------ TEXTE SÉLECTIONNÉ
À Andon (Alpes-Maritimes), une centrale photovoltaïque de 61 hectares a remplacé la végétation du Parc naturel régional des Préalpes d’Azur. L’arrêté préfectoral du 29 octobre 2019, décidant du défrichement de la forêt, donne également « dérogation à l’interdiction de destruction et de perturbation d’espèces animales protégées » au motif d’une production d’« environ 50 000 MWh par an [pouvant] alimenter près de 30 000 foyers » (en ignorant naturellement le facteur de l’intermittence et celui de la priorité d’accès au réseau)…
- La généralisation de la dérogation à tous les projets
Souhaitant généraliser la reconnaissance de cet intérêt public majeur dérogatoire, le gouvernement prévoit, dans son projet de loi, que « les installations de production d’énergie renouvelable, y compris leurs ouvrages de raccordement aux réseaux de transport et de distribution d’énergie, sont réputés répondre à une raison impérative d’intérêt public majeur […] dès lors qu’ils satisfont à des conditions définies par décret » (voir ici).
- Un amendement conçu par un lobby industriel
Cette disposition a heureusement été supprimée lors de l’examen du texte en commission du développement durable après que dix amendements de suppression aient été déposés, émanant de toutes les formations politiques excepté le groupe Renaissance.
La présomption d’intérêt public majeur a cependant été réintroduite en séance, avec le soutien du gouvernement, dans un amendement provenant d’un lobby : l’Union Française de l’Electricité (UFE), fédérant 21 membres, dont le Syndicat des Energies Renouvelables, France Energie Eolienne, RTE, Total Energies, le gazier ENI... Il s’agit d’octroyer automatiquement la reconnaissance d’un intérêt public majeur aux "projets d’énergie renouvelable [qui] peuvent être actuellement considérés comme ne répondant pas à une raison impérative d’intérêt public majeur notamment au motif que leur puissance serait trop modeste pour participer aux objectifs énergétiques nationaux".
"L’avantage" procuré par la production d’ENR, mis en balance avec l’atteinte portée à la biodiversité, pouvait alors être jugé insuffisant... En abandonnant cette logique de mise en balance au profit d’une présomption favorable aux ENR, le nouveau texte favorise le mitage des paysages comme de l’habitat de la faune.
------------
------ EXTRAIT DES DONNÉES
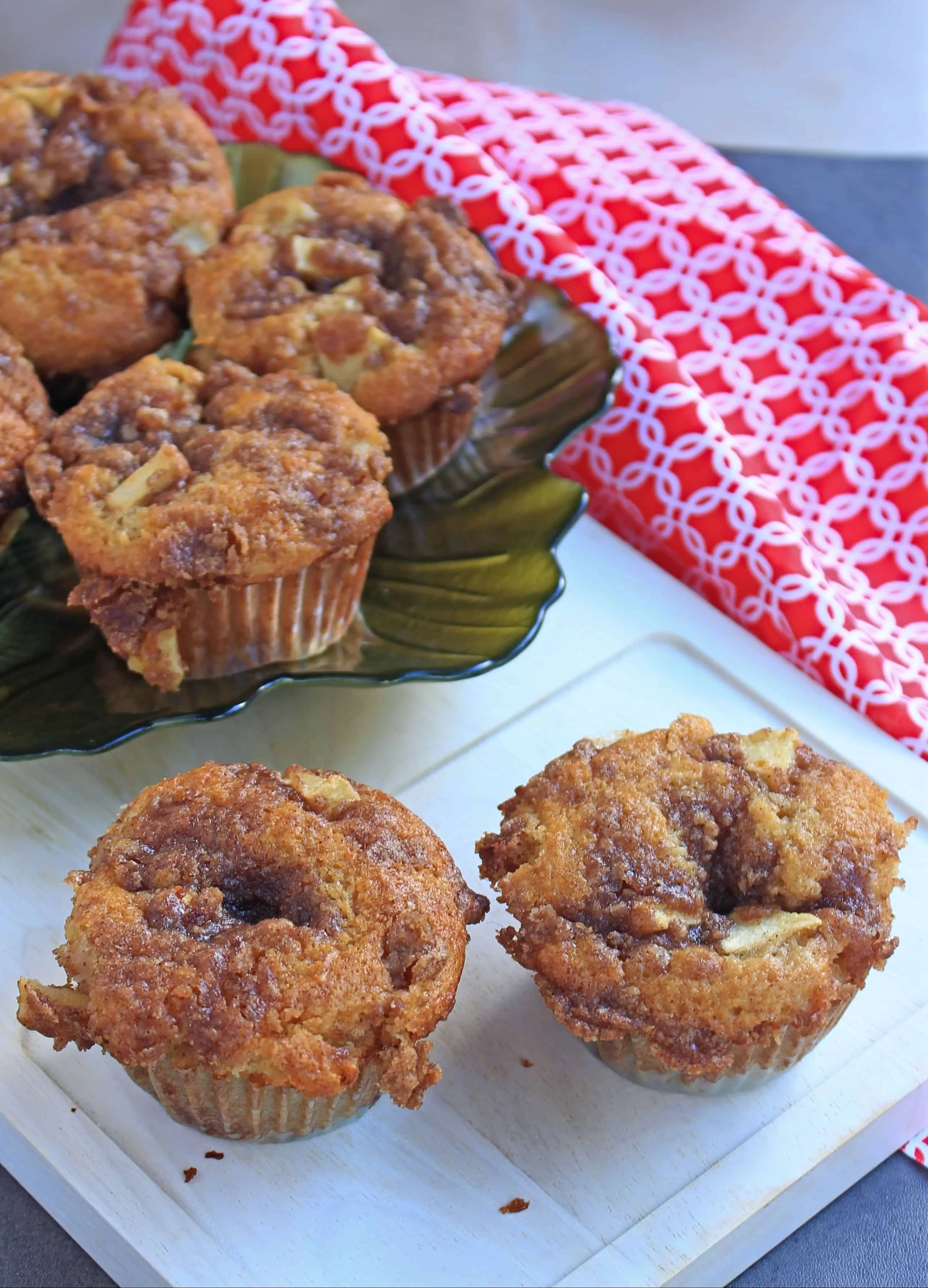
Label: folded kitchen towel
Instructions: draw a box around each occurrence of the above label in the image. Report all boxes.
[107,0,928,759]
------------
TÂCHE DONNÉE A:
Recopiez tout le texte sur les énergies renouvelables, de « - Un amendement » jusqu'à « le groupe Renaissance. ».
TÂCHE DONNÉE B:
Prolongez le texte sur la présomption d'intérêt public majeur accordée aux énergies renouvelables, à partir de sa dernière phrase.
Les données forment un matériau à part, indépendant du texte.

RÉPONSE PROPOSÉE A:
- Un amendement conçu par un lobby industriel
Cette disposition a heureusement été supprimée lors de l’examen du texte en commission du développement durable après que dix amendements de suppression aient été déposés, émanant de toutes les formations politiques excepté le groupe Renaissance.

RÉPONSE PROPOSÉE B:
- Un champ d’application maximisé
Cette disposition s’applique aux installations de production d’énergie renouvelable mais aussi "de stockage d’énergie, de gaz bas‑carbone ou d’hydrogène renouvelable ou bas‑carbone" (de véritables usines), à "leurs ouvrages de raccordement aux réseaux de transport et de distribution d’énergie" (balafres dans les paysages) mais aussi, apport de l’amendement retenu, aux "stations de transfert d’énergie par pompage (STEP)", retenues d’eau remplies par pompage utilisant l’électricité inutile produite dans les périodes creuses. Il s’agit de l’équivalent des "bassines", décriées pour la destruction de terres agricoles et de biodiversité, sans parler de leurs conséquences pour les paysages.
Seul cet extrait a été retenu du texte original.